*THE PROBLEM*: How many lines in the records below contain the string "window", with case counting? Reply with the number alone.
----
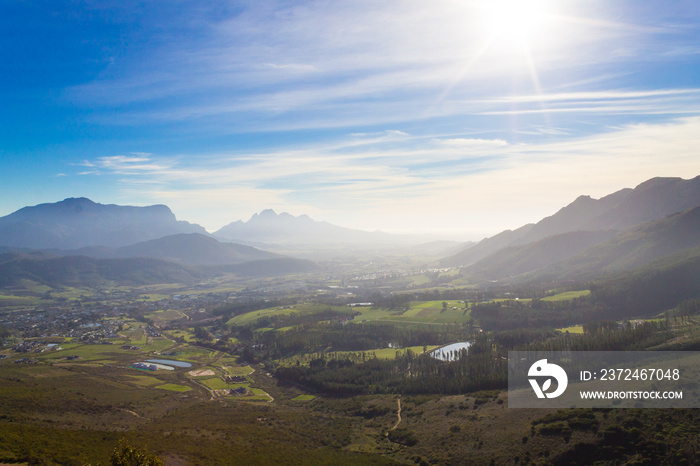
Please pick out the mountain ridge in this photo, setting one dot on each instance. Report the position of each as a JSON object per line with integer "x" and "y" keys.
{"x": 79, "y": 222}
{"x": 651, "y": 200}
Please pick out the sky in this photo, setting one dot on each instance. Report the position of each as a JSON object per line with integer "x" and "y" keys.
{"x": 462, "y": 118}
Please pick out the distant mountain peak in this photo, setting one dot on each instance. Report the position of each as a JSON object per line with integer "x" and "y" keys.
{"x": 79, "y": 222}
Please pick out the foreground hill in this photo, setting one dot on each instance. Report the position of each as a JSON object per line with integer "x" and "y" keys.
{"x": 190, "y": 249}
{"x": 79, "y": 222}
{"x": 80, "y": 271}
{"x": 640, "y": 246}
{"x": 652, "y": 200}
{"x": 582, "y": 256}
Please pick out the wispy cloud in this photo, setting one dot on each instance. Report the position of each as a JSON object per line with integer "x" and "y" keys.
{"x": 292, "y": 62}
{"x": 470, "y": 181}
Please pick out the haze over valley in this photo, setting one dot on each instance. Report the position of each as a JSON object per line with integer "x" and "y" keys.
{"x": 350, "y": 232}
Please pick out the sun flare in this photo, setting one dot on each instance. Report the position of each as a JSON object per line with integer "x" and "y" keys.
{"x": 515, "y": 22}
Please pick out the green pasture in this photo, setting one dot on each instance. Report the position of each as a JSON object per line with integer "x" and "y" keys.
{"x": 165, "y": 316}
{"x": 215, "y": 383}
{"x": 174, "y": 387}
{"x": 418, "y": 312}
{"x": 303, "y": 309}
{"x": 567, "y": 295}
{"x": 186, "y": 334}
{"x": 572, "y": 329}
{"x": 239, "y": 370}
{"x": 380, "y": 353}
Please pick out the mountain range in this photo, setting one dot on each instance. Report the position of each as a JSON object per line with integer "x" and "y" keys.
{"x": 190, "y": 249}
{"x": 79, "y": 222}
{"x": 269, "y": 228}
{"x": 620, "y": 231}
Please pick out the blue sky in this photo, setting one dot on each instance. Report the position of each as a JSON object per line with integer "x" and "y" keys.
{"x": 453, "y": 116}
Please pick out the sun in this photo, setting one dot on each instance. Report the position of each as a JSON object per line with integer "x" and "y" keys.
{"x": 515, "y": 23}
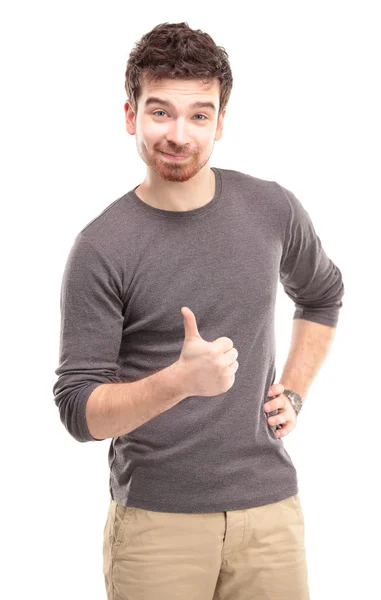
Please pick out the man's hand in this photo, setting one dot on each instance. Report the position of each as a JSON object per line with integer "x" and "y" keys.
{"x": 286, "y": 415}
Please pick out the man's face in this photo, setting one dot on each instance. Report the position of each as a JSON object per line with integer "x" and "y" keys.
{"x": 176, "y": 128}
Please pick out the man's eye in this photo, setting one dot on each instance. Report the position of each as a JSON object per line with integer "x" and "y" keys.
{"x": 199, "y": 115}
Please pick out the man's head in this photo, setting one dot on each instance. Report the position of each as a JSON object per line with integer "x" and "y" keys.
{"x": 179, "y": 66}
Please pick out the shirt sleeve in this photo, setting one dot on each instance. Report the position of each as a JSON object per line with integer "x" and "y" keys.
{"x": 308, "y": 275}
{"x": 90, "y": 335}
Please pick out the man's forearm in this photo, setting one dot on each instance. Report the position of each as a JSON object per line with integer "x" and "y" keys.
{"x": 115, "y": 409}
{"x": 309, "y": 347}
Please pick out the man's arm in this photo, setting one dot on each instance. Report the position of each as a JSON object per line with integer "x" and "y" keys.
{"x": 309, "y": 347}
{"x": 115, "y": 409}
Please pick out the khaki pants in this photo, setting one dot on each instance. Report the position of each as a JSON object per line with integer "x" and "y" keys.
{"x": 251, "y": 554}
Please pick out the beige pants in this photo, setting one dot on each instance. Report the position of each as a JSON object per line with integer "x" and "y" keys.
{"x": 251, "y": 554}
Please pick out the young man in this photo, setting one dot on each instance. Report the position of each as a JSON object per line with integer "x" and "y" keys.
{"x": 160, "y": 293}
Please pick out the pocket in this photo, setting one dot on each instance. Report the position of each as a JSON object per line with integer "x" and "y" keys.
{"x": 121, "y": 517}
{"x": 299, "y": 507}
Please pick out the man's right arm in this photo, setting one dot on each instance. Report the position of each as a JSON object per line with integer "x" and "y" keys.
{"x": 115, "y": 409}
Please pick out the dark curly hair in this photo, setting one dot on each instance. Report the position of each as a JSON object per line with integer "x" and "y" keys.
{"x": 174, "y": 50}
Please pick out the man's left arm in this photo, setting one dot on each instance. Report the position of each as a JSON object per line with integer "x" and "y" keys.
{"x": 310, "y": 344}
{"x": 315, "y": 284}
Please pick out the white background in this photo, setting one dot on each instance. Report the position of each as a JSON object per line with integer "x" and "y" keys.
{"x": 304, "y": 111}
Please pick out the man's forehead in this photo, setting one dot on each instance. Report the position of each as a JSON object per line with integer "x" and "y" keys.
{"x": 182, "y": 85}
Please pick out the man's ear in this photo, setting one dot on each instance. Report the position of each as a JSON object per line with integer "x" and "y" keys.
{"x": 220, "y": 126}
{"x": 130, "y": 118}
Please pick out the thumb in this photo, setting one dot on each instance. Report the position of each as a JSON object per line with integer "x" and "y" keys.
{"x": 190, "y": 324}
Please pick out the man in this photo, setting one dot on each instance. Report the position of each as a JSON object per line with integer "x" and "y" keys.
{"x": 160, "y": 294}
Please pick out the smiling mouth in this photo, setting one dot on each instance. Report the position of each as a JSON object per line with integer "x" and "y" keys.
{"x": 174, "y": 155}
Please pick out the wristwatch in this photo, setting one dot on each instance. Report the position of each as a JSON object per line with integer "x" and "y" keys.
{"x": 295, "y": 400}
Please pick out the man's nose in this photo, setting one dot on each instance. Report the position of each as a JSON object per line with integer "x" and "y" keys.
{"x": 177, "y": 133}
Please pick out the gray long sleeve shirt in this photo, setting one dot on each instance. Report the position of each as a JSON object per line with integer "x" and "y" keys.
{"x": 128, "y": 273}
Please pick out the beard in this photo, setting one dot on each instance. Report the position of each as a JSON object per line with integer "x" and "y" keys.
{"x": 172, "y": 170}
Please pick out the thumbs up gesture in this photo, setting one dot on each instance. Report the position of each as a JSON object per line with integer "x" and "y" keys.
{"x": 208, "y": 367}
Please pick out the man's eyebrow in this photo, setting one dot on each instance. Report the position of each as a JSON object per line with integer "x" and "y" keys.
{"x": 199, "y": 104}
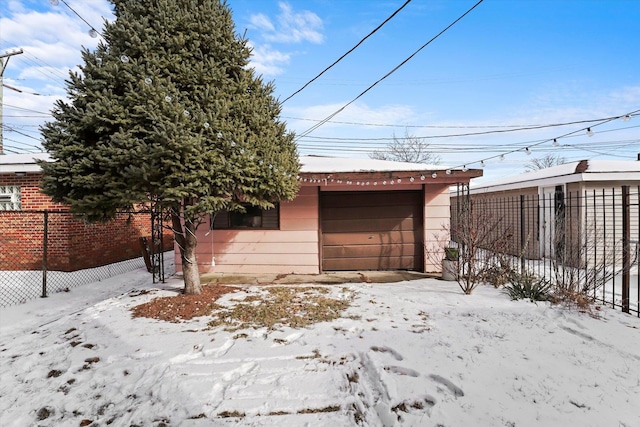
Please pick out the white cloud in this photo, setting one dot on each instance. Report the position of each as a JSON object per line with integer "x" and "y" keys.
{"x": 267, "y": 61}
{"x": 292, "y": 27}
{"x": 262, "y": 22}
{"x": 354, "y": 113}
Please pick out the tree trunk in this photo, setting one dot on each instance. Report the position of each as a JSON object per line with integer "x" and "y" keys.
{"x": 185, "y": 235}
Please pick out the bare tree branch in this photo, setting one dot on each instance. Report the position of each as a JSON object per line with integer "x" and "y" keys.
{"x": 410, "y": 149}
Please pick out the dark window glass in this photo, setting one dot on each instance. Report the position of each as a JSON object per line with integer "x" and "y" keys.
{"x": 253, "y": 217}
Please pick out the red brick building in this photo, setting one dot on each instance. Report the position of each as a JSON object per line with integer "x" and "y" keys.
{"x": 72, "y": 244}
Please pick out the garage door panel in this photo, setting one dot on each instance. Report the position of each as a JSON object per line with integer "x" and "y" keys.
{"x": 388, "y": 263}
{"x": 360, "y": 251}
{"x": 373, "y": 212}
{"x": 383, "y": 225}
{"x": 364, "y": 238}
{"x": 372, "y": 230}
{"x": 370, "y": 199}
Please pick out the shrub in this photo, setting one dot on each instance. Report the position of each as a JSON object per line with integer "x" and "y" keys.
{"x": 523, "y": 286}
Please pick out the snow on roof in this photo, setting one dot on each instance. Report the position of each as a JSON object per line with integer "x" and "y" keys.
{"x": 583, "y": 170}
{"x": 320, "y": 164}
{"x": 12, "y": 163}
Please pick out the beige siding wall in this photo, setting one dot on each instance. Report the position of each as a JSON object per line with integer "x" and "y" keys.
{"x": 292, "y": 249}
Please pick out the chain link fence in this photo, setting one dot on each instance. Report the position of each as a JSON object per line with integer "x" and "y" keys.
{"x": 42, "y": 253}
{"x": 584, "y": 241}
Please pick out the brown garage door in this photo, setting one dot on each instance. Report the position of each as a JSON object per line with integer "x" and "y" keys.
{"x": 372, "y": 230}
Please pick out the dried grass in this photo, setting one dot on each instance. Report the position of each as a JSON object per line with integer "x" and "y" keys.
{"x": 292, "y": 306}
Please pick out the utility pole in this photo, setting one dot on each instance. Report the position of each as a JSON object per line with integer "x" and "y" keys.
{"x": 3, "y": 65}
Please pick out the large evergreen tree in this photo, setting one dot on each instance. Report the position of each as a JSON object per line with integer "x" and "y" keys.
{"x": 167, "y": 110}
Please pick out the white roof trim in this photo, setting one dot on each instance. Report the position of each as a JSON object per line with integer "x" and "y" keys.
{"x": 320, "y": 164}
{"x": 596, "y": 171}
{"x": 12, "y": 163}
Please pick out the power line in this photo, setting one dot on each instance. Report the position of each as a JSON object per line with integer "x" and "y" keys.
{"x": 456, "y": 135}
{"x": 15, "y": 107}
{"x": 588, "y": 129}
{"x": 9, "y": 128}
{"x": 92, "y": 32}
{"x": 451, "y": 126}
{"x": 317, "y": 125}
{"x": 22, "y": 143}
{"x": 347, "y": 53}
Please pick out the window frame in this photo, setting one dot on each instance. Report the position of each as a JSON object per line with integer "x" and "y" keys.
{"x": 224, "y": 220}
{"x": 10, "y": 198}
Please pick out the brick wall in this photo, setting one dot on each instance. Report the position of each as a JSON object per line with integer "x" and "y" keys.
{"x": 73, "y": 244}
----
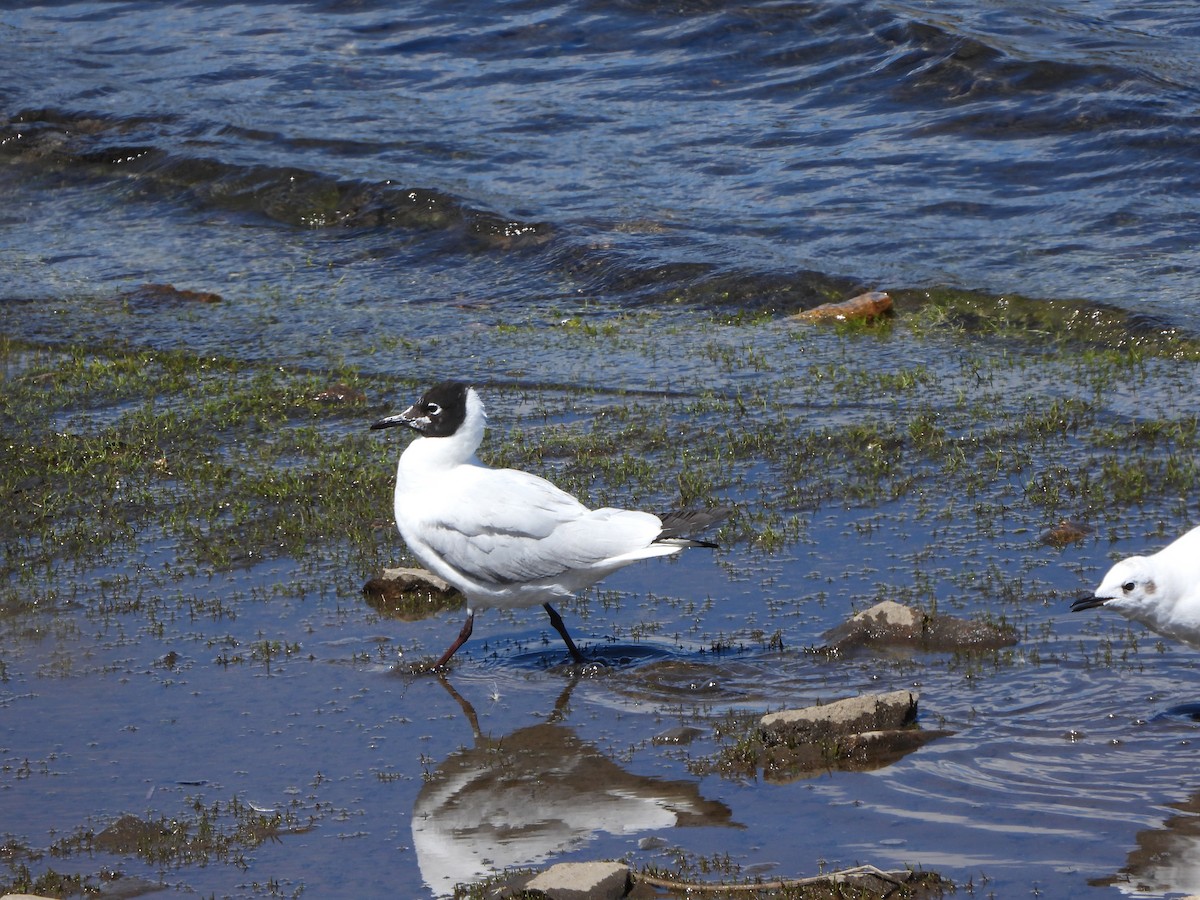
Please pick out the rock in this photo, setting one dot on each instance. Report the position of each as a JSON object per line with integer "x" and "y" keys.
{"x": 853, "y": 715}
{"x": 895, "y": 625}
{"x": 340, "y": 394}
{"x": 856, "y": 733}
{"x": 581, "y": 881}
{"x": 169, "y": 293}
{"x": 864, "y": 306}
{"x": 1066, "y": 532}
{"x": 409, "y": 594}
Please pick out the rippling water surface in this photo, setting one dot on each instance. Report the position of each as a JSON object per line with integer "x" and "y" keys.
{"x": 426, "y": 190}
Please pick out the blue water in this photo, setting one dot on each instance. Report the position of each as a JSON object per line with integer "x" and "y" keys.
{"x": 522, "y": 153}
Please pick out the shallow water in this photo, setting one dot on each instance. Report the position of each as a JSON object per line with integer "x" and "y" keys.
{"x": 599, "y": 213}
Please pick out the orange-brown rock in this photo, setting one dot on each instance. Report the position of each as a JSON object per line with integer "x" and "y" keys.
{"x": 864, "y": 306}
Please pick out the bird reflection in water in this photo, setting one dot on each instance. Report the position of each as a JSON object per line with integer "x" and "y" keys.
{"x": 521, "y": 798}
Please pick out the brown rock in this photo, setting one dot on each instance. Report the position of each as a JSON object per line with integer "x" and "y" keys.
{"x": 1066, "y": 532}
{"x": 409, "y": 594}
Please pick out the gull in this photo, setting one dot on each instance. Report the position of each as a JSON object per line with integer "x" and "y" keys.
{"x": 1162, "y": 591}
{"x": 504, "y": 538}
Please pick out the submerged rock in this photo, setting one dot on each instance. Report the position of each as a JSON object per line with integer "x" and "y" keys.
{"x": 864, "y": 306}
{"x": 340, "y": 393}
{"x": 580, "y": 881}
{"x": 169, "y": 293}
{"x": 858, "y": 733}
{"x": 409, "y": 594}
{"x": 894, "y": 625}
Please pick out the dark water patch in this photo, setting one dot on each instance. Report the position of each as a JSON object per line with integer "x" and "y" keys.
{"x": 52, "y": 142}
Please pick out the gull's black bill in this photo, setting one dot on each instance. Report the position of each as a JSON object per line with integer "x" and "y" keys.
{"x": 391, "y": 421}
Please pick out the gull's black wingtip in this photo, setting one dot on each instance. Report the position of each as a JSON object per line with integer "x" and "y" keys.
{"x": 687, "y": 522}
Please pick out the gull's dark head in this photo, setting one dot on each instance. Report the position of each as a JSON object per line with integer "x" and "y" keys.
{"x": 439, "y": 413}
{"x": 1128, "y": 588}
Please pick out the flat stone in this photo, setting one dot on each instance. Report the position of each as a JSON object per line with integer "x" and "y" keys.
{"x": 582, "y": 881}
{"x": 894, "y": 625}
----
*FULL ANSWER*: 2